● Page extract
Content starts

Ozwald Boateng Returns To London To Celebrate Black British Culture At LFW
Fashion4 Minutes Read

Ozwald Boateng Returns To London To Celebrate Black British Culture At LFW

February 22, 2022

The British-Ghanaian designer, Ozwald Boateng, who hasn’t shown in London in 12 years, returned with a star-studded show at the Savoy Theatre last night.

“I always do a show when I’ve got something to say,” Ozwald Boateng told The Evening Standard.

The first black tailor to open a store on Savile Row thought it was time to bring things home after an explosive period for the Black Lives Matter movement and some pandemic-induced self-reflection. And it was a show like no other on the London Fashion Week schedule.

Ozwald Boateng at Ozwald Boateng AW22 Show at LFW | Photo via Instagram (@karlaotto)

Content ends

● About this task
Answer these questions from the article on Ozwald Boateng's London Fashion Week show:
1. How long had Boateng gone without showing in London?
2. In which venue was the show held?
3. Which publication did Boateng say "I always do a show when I've got something to say" to?
The data that follows is separate material and has no connection to the text above.

● Provided data
Content starts

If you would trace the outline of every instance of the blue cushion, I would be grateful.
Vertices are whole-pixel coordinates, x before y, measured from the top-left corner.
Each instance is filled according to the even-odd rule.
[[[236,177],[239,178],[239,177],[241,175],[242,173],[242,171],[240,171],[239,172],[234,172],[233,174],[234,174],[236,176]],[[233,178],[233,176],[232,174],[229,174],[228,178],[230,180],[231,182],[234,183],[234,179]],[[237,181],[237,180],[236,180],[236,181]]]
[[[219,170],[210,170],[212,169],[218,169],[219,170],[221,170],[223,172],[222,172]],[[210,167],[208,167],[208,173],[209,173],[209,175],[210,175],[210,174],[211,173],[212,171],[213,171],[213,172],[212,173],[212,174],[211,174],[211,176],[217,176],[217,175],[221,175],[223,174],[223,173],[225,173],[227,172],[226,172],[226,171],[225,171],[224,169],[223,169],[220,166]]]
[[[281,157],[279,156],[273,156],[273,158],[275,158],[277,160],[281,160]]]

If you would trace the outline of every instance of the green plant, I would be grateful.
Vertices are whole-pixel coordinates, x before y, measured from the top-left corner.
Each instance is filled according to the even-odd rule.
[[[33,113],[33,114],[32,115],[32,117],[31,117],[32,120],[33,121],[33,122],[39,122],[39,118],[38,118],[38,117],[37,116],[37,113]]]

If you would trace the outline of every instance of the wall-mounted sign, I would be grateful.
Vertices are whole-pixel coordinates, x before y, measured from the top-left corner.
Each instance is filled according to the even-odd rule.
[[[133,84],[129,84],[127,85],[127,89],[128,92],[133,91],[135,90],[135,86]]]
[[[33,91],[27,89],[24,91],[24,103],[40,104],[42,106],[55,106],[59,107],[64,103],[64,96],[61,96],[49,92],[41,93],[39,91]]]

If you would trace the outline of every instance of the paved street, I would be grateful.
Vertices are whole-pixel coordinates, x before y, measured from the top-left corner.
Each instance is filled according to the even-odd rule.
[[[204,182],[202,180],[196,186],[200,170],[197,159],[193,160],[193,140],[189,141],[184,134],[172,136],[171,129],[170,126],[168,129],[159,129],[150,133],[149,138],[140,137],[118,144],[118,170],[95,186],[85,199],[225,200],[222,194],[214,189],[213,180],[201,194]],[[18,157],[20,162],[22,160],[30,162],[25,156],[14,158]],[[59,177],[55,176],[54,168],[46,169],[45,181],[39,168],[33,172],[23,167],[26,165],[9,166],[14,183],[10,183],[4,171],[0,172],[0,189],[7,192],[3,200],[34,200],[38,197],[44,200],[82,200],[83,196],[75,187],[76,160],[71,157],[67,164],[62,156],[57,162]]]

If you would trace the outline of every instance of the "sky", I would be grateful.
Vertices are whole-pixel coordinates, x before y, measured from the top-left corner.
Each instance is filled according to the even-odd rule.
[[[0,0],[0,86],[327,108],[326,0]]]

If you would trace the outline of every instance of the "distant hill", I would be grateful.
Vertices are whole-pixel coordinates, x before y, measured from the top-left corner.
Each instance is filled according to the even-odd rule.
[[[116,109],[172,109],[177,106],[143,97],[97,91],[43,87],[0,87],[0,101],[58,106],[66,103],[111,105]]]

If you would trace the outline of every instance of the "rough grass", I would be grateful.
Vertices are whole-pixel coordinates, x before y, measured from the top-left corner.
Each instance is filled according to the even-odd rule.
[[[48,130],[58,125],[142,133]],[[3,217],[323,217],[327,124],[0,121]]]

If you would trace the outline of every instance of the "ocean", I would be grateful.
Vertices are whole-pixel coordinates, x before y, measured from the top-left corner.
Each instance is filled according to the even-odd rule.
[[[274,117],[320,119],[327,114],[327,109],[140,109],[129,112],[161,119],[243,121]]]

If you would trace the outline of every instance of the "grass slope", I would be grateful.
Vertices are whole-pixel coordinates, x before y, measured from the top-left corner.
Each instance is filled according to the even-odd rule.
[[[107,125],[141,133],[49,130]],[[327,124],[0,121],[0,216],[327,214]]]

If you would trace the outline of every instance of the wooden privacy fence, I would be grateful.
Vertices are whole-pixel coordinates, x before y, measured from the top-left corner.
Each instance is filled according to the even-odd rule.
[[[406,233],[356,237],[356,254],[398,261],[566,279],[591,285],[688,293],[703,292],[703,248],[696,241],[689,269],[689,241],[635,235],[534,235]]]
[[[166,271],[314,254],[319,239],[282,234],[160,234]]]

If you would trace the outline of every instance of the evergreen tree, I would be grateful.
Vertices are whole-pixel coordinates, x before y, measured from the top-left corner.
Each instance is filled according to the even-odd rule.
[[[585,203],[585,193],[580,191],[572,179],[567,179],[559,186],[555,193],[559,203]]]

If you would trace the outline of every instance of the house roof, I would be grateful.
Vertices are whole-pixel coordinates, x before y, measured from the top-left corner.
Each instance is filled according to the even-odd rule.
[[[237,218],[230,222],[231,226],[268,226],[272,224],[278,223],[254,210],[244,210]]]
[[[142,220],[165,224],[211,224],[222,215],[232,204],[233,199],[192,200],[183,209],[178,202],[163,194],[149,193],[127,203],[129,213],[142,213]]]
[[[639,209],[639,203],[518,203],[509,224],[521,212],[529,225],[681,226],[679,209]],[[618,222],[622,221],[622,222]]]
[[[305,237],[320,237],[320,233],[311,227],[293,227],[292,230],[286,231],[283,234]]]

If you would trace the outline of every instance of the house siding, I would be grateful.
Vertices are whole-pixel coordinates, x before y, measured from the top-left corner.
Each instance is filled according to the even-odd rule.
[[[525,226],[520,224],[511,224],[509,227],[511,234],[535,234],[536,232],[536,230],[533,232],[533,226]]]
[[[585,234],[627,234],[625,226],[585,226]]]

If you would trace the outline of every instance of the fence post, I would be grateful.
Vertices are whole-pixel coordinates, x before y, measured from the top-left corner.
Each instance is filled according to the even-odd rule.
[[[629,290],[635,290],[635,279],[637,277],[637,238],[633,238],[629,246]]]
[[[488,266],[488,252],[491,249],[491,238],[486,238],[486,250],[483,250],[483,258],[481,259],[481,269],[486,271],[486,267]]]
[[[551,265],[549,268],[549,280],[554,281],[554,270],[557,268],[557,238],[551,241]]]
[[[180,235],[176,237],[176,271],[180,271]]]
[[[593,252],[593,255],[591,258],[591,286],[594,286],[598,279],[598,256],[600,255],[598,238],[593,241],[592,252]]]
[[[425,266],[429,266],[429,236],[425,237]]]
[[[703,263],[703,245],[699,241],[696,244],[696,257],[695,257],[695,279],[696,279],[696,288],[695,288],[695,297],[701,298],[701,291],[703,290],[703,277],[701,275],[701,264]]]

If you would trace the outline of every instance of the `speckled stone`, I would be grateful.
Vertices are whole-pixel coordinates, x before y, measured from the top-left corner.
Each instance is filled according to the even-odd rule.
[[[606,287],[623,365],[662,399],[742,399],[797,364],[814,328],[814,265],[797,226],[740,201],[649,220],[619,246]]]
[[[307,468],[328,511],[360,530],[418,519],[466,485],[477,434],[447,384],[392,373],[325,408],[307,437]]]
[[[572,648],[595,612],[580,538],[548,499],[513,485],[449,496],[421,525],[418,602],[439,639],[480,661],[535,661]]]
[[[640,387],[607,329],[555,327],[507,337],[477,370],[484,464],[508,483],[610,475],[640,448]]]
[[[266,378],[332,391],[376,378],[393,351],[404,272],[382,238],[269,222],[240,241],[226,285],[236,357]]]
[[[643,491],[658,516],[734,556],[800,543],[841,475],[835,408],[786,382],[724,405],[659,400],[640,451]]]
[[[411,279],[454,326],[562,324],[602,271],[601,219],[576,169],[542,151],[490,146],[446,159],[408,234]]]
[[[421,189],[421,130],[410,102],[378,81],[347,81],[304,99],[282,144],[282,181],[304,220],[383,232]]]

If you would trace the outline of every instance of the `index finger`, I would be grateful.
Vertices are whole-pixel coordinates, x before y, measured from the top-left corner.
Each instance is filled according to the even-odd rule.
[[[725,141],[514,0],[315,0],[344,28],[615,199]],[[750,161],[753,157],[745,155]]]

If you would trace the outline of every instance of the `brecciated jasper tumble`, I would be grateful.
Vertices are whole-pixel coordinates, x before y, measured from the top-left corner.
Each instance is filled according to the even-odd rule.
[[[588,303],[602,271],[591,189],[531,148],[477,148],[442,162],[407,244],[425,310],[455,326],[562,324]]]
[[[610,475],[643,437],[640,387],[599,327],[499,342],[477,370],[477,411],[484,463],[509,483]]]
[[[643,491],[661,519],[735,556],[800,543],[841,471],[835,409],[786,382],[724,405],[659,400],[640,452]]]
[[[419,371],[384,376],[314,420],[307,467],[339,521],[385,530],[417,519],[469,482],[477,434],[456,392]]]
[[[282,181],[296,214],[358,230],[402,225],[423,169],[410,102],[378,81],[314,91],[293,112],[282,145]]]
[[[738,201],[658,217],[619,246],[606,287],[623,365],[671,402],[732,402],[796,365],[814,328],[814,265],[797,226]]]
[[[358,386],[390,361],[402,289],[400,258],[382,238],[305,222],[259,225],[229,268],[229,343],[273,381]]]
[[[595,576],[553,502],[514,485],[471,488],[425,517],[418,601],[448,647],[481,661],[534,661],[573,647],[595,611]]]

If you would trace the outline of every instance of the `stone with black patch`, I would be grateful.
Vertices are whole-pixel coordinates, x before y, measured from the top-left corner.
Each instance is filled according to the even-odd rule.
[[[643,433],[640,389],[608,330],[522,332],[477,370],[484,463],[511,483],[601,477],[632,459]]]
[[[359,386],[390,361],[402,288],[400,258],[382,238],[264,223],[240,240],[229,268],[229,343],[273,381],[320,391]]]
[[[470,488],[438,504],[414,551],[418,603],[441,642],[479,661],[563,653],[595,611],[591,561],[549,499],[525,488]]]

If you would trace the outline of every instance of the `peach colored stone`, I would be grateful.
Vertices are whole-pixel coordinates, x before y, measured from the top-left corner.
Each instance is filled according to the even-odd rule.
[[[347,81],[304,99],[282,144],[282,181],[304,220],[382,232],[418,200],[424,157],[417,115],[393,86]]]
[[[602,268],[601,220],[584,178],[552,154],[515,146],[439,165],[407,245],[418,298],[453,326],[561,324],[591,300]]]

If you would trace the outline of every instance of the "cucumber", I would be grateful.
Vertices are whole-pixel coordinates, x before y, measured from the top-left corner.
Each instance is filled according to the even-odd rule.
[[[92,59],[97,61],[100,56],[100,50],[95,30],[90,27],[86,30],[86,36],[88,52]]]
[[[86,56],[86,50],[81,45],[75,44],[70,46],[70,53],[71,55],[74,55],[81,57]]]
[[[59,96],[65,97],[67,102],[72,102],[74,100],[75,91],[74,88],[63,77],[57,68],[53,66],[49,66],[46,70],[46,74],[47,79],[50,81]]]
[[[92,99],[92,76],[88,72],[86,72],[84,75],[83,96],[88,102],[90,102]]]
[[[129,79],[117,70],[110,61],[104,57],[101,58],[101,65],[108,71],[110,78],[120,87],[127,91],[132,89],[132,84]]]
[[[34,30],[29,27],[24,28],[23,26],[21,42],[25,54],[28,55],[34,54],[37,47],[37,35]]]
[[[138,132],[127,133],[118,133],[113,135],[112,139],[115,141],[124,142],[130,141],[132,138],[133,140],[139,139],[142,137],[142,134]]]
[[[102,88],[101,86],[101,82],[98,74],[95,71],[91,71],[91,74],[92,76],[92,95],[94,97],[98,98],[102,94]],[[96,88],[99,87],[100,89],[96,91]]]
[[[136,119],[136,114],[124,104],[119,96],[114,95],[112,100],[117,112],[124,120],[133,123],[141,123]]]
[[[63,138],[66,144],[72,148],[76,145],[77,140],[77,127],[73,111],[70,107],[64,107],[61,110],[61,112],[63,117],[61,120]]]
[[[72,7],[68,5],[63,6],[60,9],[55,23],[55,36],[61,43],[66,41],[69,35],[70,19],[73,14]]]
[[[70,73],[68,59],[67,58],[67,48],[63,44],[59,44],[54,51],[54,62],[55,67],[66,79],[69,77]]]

Content ends

● Response to the task
1. 12 years.
2. The Savoy Theatre.
3. The Evening Standard.